Task requirements =>
Reproduce every line below exactly as written; do not include the images.

* * * * * * *

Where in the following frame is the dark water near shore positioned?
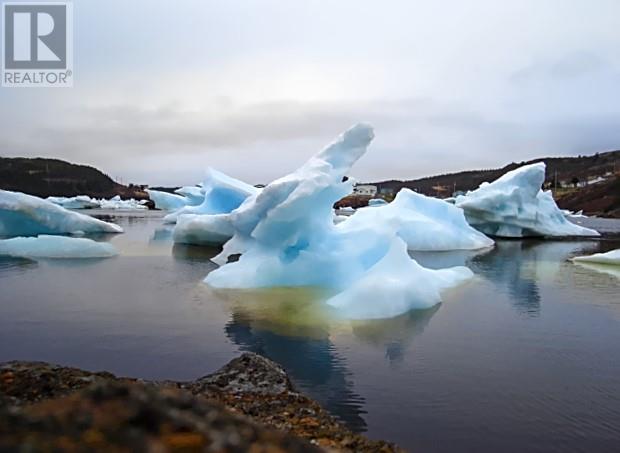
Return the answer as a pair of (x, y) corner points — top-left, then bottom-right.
(1, 210), (620, 453)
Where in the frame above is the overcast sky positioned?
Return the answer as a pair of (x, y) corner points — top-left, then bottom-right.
(1, 0), (619, 186)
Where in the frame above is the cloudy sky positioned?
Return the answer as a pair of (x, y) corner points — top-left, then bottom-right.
(1, 0), (620, 186)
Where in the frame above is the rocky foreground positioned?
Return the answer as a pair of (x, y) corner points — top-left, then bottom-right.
(0, 353), (402, 452)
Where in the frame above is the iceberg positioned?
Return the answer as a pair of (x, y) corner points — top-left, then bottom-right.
(98, 195), (148, 210)
(326, 238), (472, 319)
(174, 186), (205, 206)
(367, 198), (388, 207)
(455, 163), (599, 237)
(165, 169), (259, 224)
(202, 124), (473, 319)
(146, 189), (189, 211)
(339, 189), (494, 251)
(47, 195), (148, 210)
(0, 190), (123, 236)
(47, 195), (100, 209)
(571, 249), (620, 266)
(173, 213), (235, 246)
(0, 235), (118, 259)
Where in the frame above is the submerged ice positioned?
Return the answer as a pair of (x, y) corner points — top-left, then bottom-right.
(0, 235), (118, 259)
(0, 190), (123, 236)
(197, 124), (473, 319)
(455, 163), (599, 238)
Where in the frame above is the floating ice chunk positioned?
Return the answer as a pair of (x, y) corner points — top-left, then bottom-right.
(203, 124), (474, 319)
(47, 195), (148, 210)
(98, 196), (148, 210)
(368, 198), (388, 207)
(173, 213), (235, 246)
(0, 235), (118, 259)
(571, 249), (620, 266)
(166, 169), (259, 224)
(567, 210), (588, 219)
(326, 238), (473, 319)
(47, 195), (100, 209)
(0, 190), (123, 236)
(146, 189), (188, 211)
(174, 186), (205, 206)
(455, 163), (599, 237)
(338, 206), (355, 214)
(339, 189), (494, 251)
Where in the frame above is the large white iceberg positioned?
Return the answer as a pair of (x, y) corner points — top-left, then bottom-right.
(571, 249), (620, 266)
(146, 189), (189, 211)
(0, 190), (123, 236)
(339, 188), (494, 251)
(201, 124), (473, 319)
(165, 169), (259, 224)
(455, 163), (599, 237)
(0, 235), (118, 259)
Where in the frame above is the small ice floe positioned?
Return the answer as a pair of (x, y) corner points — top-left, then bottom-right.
(571, 249), (620, 266)
(0, 190), (123, 236)
(0, 235), (118, 259)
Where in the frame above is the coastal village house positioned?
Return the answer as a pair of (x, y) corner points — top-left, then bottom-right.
(353, 184), (378, 196)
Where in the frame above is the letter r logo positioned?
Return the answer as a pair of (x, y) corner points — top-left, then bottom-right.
(3, 3), (67, 69)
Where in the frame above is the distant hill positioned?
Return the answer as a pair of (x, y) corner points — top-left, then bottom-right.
(0, 157), (147, 199)
(371, 150), (619, 196)
(367, 150), (620, 217)
(555, 176), (620, 218)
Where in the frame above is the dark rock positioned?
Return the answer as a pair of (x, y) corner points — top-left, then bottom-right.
(0, 353), (404, 452)
(0, 380), (320, 452)
(191, 352), (292, 396)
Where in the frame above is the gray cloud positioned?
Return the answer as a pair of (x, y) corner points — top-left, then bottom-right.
(1, 0), (620, 186)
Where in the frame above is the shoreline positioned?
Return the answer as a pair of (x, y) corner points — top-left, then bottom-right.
(0, 353), (403, 452)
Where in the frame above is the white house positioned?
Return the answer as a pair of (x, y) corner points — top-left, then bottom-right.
(353, 184), (377, 196)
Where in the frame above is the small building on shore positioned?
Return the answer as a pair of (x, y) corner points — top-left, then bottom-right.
(353, 184), (377, 196)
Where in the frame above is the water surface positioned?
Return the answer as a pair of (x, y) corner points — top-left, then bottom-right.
(1, 210), (619, 453)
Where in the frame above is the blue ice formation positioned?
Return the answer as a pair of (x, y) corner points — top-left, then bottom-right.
(367, 198), (388, 207)
(174, 186), (205, 206)
(454, 163), (599, 237)
(146, 189), (189, 211)
(0, 235), (118, 259)
(0, 190), (123, 236)
(340, 189), (494, 251)
(165, 168), (259, 224)
(198, 124), (473, 319)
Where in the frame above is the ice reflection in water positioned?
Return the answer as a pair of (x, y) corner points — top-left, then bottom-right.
(215, 286), (368, 430)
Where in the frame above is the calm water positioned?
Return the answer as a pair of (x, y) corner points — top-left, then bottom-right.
(1, 210), (620, 453)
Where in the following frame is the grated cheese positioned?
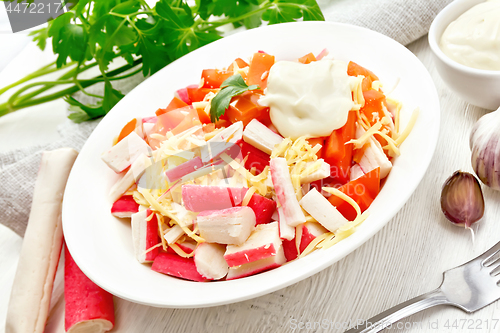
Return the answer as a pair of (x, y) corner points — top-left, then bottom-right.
(242, 186), (258, 206)
(169, 243), (195, 258)
(348, 121), (383, 149)
(394, 107), (419, 146)
(322, 186), (361, 218)
(143, 243), (162, 255)
(156, 213), (168, 251)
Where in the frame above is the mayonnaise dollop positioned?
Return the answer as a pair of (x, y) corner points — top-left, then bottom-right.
(440, 0), (500, 71)
(258, 59), (354, 139)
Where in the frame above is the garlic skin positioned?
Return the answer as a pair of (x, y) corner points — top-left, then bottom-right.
(440, 171), (484, 228)
(470, 108), (500, 190)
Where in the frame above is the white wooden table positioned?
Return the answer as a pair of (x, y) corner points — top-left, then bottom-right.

* * * * * * *

Answer box =>
Where in the following frame is the dark water near shore positioned?
Return the answer as a pair of (x, y) corner points — top-left, then bottom-right.
(1, 210), (620, 453)
Where in the frame above is the overcast sky positioned?
Return the answer as a pair of (x, y) corner points — top-left, then bottom-right.
(1, 0), (619, 186)
Where in the frame above is the cloudy sky positioned?
Return the answer as a pair of (x, y) corner points — top-left, then bottom-right.
(1, 0), (620, 186)
Where in the frame above is the rocky foreground positioned?
Return the answer as a pair of (x, y) corner points — top-left, then bottom-right.
(0, 353), (402, 452)
Where in the frame above is the iceberg positioned?
Return the answer as a pair of (x, y) corner points — top-left, then bottom-right.
(98, 195), (148, 210)
(326, 238), (472, 319)
(174, 186), (205, 206)
(367, 198), (388, 207)
(455, 163), (599, 237)
(165, 169), (259, 224)
(202, 124), (473, 319)
(146, 189), (189, 211)
(339, 189), (494, 251)
(47, 195), (148, 210)
(0, 190), (123, 236)
(47, 195), (100, 209)
(571, 249), (620, 266)
(173, 213), (235, 246)
(0, 235), (118, 259)
Where in the frame above is the submerged ice positioned?
Return the answer as a pair of (x, y) corner points — top-left, then bottom-right.
(0, 235), (118, 259)
(0, 190), (123, 236)
(197, 124), (473, 319)
(455, 163), (599, 238)
Where in the frame above is the floating ice chunk positioned?
Return the answer as a pair of (x, y) corner points — top-left, then bottom-right.
(203, 124), (474, 319)
(47, 195), (148, 210)
(98, 196), (148, 210)
(368, 198), (388, 207)
(173, 213), (235, 246)
(0, 235), (118, 259)
(571, 249), (620, 266)
(166, 169), (259, 224)
(567, 210), (588, 219)
(326, 238), (473, 319)
(47, 195), (100, 209)
(0, 190), (123, 236)
(146, 189), (188, 211)
(174, 186), (205, 206)
(455, 163), (599, 237)
(338, 206), (355, 214)
(339, 189), (494, 251)
Where in the frame above is the large white iceberg positioned?
Return the answer as a pair of (x, y) corner points — top-left, then bottom-right.
(571, 249), (620, 266)
(146, 189), (189, 211)
(0, 190), (123, 236)
(339, 188), (494, 251)
(201, 124), (473, 319)
(165, 169), (259, 224)
(455, 163), (599, 237)
(0, 235), (118, 259)
Where in the frame above is the small ice floe positioned?
Return the answer as a pair of (x, y) corner points — top-left, then bottom-right.
(571, 249), (620, 266)
(0, 190), (123, 236)
(0, 235), (118, 259)
Where in the frame above is the coastal village house positioned?
Return the answer as a pair of (x, y) corner points — top-left, then bottom-right.
(353, 184), (378, 196)
Where in the frame above is the letter r logo positioned?
Return the answer as a pair of (x, y) corner points — top-left, then bottom-right.
(3, 3), (67, 69)
Where in the frame above is the distant hill positioned?
Return the answer as a pair of (x, y) corner points — top-left, then bottom-right.
(0, 157), (147, 199)
(371, 150), (619, 196)
(367, 150), (620, 217)
(555, 176), (620, 218)
Where in the frame above is the dark rock positioned?
Return the answer as a pair of (x, y) corner points — top-left, then bottom-right.
(0, 353), (404, 452)
(0, 380), (320, 452)
(191, 352), (292, 396)
Where in the frame above is the gray cloud positioned?
Return the answer as a pair of (x, y) corner points — top-left, then bottom-right.
(1, 0), (620, 186)
Where in the frame above is the shoreline positioned?
Return the answer as a pair of (x, y) corner points — top-left, then bottom-right.
(0, 353), (403, 452)
Where in the frame above is the white house positioned?
Return the answer as a pair of (x, y) corner points — top-left, then bottom-right.
(353, 184), (377, 196)
Where in the frame above is the small building on shore positioned?
Return the answer as a pair of (x, y) corner points — top-left, then bottom-right.
(353, 184), (377, 196)
Where in the frame above is the water surface positioned?
Return the answer as a pair of (x, y) corner points — top-left, then bottom-right.
(1, 210), (619, 453)
Where in the frame above is the blue ice formation positioned?
Return the answer as a pair of (x, y) corner points — top-left, then bottom-right.
(367, 198), (388, 207)
(174, 186), (205, 206)
(454, 163), (599, 237)
(146, 189), (189, 211)
(0, 235), (118, 259)
(0, 190), (123, 236)
(340, 189), (494, 251)
(165, 168), (259, 224)
(198, 124), (473, 319)
Where in the frame above is the ice reflection in water positioned?
Return the answer as a pair of (x, y) corner points — top-left, then bottom-right.
(215, 286), (368, 430)
Where in the frame above is the calm water positioned?
Return the answer as a pair of (x, y) corner points — top-left, then bottom-right.
(1, 210), (620, 453)
Where in the following frame is the grated cheese positioned?
Return the answer as a pair of (x, y) corner points — top-left, then bottom-right.
(242, 186), (258, 206)
(169, 243), (195, 258)
(348, 121), (383, 149)
(394, 107), (419, 146)
(322, 186), (361, 218)
(143, 243), (162, 255)
(156, 213), (168, 251)
Where in the frame above is the mayonnaise dollop positioned?
Return the answer as a pair of (x, y) corner points — top-left, then bottom-right.
(440, 0), (500, 71)
(258, 59), (354, 139)
Where in the frame above is the garlic skin positioned?
Return the answer as a pair of (x, y) corner points — top-left, then bottom-right.
(440, 171), (484, 228)
(470, 108), (500, 190)
Where in the frame above is the white wooden table positioned?
Return the answer as a pair of (x, y) corner points — top-left, then bottom-right.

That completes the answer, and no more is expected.